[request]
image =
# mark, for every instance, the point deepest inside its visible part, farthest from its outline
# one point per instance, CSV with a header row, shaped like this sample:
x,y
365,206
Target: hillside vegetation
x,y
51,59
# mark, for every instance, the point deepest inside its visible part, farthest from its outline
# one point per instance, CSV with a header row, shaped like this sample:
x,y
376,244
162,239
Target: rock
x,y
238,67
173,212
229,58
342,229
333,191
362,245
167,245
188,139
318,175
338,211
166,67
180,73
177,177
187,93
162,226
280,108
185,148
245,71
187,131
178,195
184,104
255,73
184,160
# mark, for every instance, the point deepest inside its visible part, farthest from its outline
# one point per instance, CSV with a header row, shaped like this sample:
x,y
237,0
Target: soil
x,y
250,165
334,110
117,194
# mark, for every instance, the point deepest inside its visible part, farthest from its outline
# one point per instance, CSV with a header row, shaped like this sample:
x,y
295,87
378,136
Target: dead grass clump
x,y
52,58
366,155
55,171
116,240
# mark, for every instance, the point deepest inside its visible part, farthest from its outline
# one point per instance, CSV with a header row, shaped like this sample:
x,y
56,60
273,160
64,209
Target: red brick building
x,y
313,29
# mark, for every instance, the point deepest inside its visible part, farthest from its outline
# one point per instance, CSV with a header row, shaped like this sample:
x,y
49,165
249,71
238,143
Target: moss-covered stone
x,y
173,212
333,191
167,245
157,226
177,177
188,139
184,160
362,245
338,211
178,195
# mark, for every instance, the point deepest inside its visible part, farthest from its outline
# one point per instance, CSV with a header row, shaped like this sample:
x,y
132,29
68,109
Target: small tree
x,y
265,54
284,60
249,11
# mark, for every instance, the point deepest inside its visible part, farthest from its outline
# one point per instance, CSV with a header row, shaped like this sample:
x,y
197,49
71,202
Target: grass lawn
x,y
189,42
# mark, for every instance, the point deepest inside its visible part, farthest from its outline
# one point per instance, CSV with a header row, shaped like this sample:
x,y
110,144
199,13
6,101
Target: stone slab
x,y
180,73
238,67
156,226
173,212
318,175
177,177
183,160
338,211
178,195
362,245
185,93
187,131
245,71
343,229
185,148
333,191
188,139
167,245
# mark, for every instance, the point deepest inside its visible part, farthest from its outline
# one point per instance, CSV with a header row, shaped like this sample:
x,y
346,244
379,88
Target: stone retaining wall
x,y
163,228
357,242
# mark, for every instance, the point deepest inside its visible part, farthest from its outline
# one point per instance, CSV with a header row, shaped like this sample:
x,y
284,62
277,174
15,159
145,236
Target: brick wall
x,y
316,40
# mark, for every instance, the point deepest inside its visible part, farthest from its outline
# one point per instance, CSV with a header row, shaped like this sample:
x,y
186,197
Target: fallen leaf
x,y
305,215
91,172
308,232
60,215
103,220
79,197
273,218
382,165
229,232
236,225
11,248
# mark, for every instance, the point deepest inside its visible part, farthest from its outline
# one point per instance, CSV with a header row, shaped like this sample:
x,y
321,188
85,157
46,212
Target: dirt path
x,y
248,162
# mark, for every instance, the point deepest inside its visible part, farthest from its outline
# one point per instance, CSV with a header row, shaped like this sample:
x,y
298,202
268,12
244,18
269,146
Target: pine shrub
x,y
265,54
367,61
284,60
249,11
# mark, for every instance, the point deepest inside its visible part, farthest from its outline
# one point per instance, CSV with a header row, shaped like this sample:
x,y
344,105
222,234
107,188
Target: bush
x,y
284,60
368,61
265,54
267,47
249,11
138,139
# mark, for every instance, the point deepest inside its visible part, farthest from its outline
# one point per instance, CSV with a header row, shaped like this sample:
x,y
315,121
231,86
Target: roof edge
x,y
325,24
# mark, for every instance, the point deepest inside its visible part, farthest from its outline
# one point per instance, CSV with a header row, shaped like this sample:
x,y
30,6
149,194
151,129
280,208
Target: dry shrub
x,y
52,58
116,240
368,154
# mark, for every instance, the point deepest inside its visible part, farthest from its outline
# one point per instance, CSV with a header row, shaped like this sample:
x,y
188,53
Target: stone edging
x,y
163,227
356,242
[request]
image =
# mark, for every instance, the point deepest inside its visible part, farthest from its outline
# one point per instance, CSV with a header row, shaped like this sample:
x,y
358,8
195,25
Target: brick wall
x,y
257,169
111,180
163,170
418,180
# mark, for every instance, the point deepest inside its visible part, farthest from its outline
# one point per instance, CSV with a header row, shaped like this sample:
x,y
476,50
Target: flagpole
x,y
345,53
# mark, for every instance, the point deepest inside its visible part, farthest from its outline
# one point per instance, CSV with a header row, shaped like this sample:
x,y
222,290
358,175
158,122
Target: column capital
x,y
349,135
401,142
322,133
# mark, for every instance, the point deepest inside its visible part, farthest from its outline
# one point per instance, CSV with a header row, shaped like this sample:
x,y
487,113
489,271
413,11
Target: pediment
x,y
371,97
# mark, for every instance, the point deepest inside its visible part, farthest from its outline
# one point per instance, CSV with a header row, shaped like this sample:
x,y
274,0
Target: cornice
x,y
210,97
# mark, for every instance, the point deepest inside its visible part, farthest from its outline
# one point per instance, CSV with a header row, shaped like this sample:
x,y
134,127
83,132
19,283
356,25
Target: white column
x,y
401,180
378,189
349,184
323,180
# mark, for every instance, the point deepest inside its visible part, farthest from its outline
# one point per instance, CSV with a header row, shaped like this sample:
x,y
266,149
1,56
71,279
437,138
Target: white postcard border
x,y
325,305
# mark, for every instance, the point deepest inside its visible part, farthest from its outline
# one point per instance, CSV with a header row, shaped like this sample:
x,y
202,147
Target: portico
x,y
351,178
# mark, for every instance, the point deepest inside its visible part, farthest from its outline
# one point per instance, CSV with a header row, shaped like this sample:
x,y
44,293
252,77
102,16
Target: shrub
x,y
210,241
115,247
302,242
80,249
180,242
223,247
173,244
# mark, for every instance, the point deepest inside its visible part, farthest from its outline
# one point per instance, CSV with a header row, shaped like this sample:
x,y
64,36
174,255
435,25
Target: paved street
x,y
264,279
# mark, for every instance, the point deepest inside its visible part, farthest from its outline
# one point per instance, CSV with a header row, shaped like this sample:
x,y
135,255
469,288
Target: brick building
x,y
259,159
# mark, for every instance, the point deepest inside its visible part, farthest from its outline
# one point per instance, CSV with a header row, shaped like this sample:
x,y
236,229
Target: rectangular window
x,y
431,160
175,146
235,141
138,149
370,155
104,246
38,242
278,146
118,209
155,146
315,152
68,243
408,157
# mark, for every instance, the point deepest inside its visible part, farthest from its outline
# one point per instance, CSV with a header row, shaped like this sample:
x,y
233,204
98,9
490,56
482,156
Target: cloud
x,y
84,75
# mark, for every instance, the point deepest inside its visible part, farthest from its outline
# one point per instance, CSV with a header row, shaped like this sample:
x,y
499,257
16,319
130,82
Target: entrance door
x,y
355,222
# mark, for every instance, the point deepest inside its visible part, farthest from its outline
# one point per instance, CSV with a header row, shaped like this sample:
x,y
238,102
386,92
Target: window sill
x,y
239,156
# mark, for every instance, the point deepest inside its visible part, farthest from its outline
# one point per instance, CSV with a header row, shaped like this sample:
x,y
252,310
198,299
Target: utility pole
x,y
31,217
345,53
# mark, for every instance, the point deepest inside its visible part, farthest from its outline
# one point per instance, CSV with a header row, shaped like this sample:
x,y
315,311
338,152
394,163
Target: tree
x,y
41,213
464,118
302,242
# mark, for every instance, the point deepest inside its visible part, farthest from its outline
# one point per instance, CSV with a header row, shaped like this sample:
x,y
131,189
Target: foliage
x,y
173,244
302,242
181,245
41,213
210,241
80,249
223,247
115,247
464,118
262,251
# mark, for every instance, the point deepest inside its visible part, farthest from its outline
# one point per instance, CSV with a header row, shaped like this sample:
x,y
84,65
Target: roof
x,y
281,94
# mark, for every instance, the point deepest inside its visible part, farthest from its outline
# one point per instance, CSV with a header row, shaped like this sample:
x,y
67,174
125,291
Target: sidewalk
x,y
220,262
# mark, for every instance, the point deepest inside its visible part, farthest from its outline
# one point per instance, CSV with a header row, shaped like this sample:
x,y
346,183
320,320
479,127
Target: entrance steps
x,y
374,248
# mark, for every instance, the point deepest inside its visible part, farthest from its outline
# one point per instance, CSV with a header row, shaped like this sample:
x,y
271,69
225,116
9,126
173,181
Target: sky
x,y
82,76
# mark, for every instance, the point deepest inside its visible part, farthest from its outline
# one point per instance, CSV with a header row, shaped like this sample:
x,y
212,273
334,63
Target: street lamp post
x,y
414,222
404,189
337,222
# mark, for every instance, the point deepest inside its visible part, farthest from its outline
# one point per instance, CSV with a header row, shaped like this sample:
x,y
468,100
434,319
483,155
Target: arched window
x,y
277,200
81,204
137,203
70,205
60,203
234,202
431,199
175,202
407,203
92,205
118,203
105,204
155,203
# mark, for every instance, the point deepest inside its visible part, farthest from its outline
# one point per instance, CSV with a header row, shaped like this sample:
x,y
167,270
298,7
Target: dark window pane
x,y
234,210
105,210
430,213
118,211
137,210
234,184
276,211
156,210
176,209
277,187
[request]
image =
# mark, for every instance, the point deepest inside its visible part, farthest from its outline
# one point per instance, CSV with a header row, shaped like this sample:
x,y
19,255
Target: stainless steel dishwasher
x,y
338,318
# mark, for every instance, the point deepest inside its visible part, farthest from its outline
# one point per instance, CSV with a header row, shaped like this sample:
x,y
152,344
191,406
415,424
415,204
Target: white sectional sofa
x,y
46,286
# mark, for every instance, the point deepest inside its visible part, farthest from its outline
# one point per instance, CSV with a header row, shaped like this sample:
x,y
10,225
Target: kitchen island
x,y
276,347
• • • • • • •
**Exercise task**
Pull out every line of the data above that contains the string "white". Case counts.

**Finished exercise**
Target: white column
Target: white postcard border
Target: white sectional sofa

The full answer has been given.